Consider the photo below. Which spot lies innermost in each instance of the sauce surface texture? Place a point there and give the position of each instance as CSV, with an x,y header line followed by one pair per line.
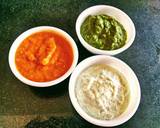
x,y
103,32
44,56
102,92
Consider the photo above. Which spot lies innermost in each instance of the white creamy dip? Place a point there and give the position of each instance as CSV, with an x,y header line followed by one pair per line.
x,y
102,92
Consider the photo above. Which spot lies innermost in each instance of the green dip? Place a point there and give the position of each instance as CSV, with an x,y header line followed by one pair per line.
x,y
103,32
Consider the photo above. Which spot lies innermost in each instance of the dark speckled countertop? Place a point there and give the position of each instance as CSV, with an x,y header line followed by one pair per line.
x,y
20,103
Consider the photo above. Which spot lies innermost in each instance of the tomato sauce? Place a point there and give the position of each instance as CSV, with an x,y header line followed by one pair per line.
x,y
44,56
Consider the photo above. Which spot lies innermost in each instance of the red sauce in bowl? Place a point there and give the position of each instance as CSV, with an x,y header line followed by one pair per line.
x,y
44,56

**STATED TASK**
Write out the listing above again, exactly, but with no pictures in the copy.

**TASK ANSWER**
Consider the photo below. Which spot lies innermost in each instance of the sauce surface texture? Place a point there and give the position of each instance as CSV, with an x,y header line followed by one pair per line.
x,y
103,32
44,56
102,92
Consider the photo above. Which spot lies innermost in each instance of the white creamy dip? Place a point there and give the position of each instance as CSV, with an x,y header line followed by one pair per line.
x,y
102,92
Consider the photo above. Which spot lies innermost in each instance of the green dip? Place a point there and give the position of each instance as CSV, with an x,y header line followed by one pair per line.
x,y
103,32
Consider the photo above. Which spot lies innermost in each instance of the dark speckled countertop? Place a point there and give the position of each instance as CSV, with an x,y header line followed by one pair per line.
x,y
20,103
Consider the photo above. Which spot lies innermost in each instance of the tomato sauce? Place a point there and give the position of each instance as CSV, with an x,y header line followed by one pair per line.
x,y
44,56
Consider the photo above. Which spot lies innermost in each instance of the red sauce in bowl? Place a point there and give the position of each instance as CSV, with an x,y header line followed by one pair per line.
x,y
44,56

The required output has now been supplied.